▶ **Предложенный отрывок**:

────

Тем летом я отстаивала свои смены в жару, побившую все рекорды, беременная, выскребая дерьмо из туалетов, вытаскивая в жизнь подростков с приступом астмы, прочищая стоки и подбирая собачье дерьмо на лужайке, – и все это под аккомпанемент нерожденного сына, который ворочался и пихал меня в ребра, как Моби Дик. И гадала, что Джейн думала обо мне, обо всех беременных, каждый день купающих раздутые животы в лучшей пресной воде Лондона. Жалела ли нас, отчаивалась, завидовала или считала наше раздутое состояние не заслуживающим внимания?
– Я невероятно восхищаюсь всеми беременными, которые сюда приходят, – сказала Джейн однажды майским вечером, когда мы сидели на лужайке с видом на пруд. – Мне так нравится, когда они впадают в гнев, желая выпихнуть из себя ребенка, перенашивая его. И я обожаю «состояние богини», когда они сияют этаким иномирным светом и становятся вдвое больше себя прежних. И перепуганных: всех новичков, опасливо спрашивающих, безопасно ли здесь плавать. Конечно, в следующий раз они тут скачут с вышки с бутылкой красного вина.
Мы посмеялись. Я выкроила пару часов, чтобы прийти на пруд и хорошенечко допросить этот символ женской независимости будущего насчет ее решения не иметь детей.
– Это не было решением в том самом, окончательном смысле, – поправила она меня, поедая из ланчбокса мюсли, размоченные в апельсиновом соке. – Я очень хотела детей с людьми, в которых влюблялась, в те моменты, когда отношения всеобъемлющи, близки, словно мы – одно целое.
У меня трижды были длительные отношения; последние – особенно долгие. Мы всегда шутили, что пятнадцать лет пытаемся завести ребенка, но пока не получается. Это был наш способ шутливо уйти от вопроса. Я еще валяла дурака, добавляя: «Но пытаться тоже приятно».
– У меня однажды возникло неудержимое желание родить ребенка, когда мне было года двадцать три и у старшей сестры родился первенец, – объяснила она, срывая травинку у ног. – Я приехала в больницу, увидела это существо и подумала: «О-о-о, я тоже хочу такую ляльку». Я и не думала, что когда-нибудь так сильно захочу. Но всегда обожала младенцев и детишек; не в этом проблема.
Повисла многозначительная пауза. Передо мной в кустах прокрался кот, какая-то женщина нырнула в холодную зеленую воду.

────

▶ **Выдержки из данных**:

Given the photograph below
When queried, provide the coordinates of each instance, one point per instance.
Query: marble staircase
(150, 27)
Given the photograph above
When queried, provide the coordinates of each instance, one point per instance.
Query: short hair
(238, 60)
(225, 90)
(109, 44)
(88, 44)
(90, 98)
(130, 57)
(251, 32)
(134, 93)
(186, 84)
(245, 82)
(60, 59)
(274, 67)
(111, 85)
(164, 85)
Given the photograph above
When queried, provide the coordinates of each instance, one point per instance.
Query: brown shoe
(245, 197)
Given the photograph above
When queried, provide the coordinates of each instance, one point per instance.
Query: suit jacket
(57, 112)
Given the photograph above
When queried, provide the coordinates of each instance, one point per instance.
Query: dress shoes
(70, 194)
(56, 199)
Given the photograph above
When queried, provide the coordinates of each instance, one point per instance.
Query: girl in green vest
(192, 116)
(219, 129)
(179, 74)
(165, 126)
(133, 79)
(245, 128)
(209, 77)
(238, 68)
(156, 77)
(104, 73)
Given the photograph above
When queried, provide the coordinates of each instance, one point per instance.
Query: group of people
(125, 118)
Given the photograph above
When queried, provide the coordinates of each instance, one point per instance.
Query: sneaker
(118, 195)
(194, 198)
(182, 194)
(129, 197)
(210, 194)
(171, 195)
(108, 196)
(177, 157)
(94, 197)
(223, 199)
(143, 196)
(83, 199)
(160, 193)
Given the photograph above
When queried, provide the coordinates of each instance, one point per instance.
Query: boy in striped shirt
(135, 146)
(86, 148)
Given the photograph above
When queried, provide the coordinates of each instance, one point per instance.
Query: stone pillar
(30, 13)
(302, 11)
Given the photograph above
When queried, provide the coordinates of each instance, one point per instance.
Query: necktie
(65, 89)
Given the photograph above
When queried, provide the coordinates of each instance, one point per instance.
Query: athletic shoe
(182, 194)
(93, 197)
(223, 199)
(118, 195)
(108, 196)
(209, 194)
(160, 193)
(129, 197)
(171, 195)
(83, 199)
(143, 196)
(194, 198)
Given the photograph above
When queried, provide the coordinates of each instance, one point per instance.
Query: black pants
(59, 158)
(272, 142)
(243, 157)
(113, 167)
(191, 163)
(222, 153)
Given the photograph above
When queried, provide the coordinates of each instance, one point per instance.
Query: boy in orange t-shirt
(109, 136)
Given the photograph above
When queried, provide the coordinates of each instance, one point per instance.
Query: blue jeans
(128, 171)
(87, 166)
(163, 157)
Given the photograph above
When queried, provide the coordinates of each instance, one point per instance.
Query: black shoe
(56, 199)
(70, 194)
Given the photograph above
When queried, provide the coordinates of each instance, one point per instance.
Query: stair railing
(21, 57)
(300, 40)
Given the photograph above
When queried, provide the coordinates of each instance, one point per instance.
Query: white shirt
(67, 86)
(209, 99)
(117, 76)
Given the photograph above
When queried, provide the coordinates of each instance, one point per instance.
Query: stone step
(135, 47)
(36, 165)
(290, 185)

────

▶ **Что требуется**:
A. Перепечатайте из отрывка о Джейн фрагмент от "Тем летом я" до "не заслуживающим внимания?" включительно.
B. Сколько лет было Джейн, когда у нее впервые возникло неудержимое желание родить ребенка, согласно отрывку о Джейн?
C. Допишите, что следует дальше в отрывке о Джейн, начав сразу после его последнего предложения.
Записи взяты из другого источника.

▶ **Ответы по номерам**:
A.
Тем летом я отстаивала свои смены в жару, побившую все рекорды, беременная, выскребая дерьмо из туалетов, вытаскивая в жизнь подростков с приступом астмы, прочищая стоки и подбирая собачье дерьмо на лужайке, – и все это под аккомпанемент нерожденного сына, который ворочался и пихал меня в ребра, как Моби Дик. И гадала, что Джейн думала обо мне, обо всех беременных, каждый день купающих раздутые животы в лучшей пресной воде Лондона. Жалела ли нас, отчаивалась, завидовала или считала наше раздутое состояние не заслуживающим внимания?

B. Года двадцать три.

C.
– Мама рассказывала в наглядных физических подробностях, что такое рожать детей, примерно с моих десяти лет. Не то чтобы такие рассказы могли меня остановить, но я знала, что это за собой влечет. Я знала, как опасна беременность для матери и ребенка. В моей семье многие дети не дожили до рождения. Из тех, что дожили, многие умерли в раннем детстве. Это был мир, где я выросла. Я видела его ужасы и блаженство.
Ужасы и блаженство. Выражение, которое останется со мной. Оно напоминает слова моего друга Йона за чашкой кофе, когда моему сыну едва исполнился год:
– Конечно, рождение ребенка – поступок совершенно иррациональный. Будь это рациональным решением, никто бы его не принимал.
Вот только мы не полностью рациональные существа. Мы еще и эмоциональные бестии, стадные животные, болтливые мартышки.
Мы строим жизнь вокруг людей, историй и чувств.
Как, интересно, Джейн относится к собственной независимости, своей бездетной жизни? В какой момент секс, выбор и любовь сплелись в нынешнюю ситуацию?
– Думаю, дело в словах отца, сказанных, когда я собиралась уезжать из дома в университет: «Если забеременеешь, можешь больше здесь не появляться», – рассказала Джейн, глядя куда-то выше верхушек деревьев. – А еще я с детства помню историю о том, как маме хотелось сбросить первого ребенка с моста Барнс. У нее была очень плохая реакция на первую беременность; то, что мы нынче называем послеродовой депрессией. У них не хватало денег на еду, и они всем семейством жили в одной комнате.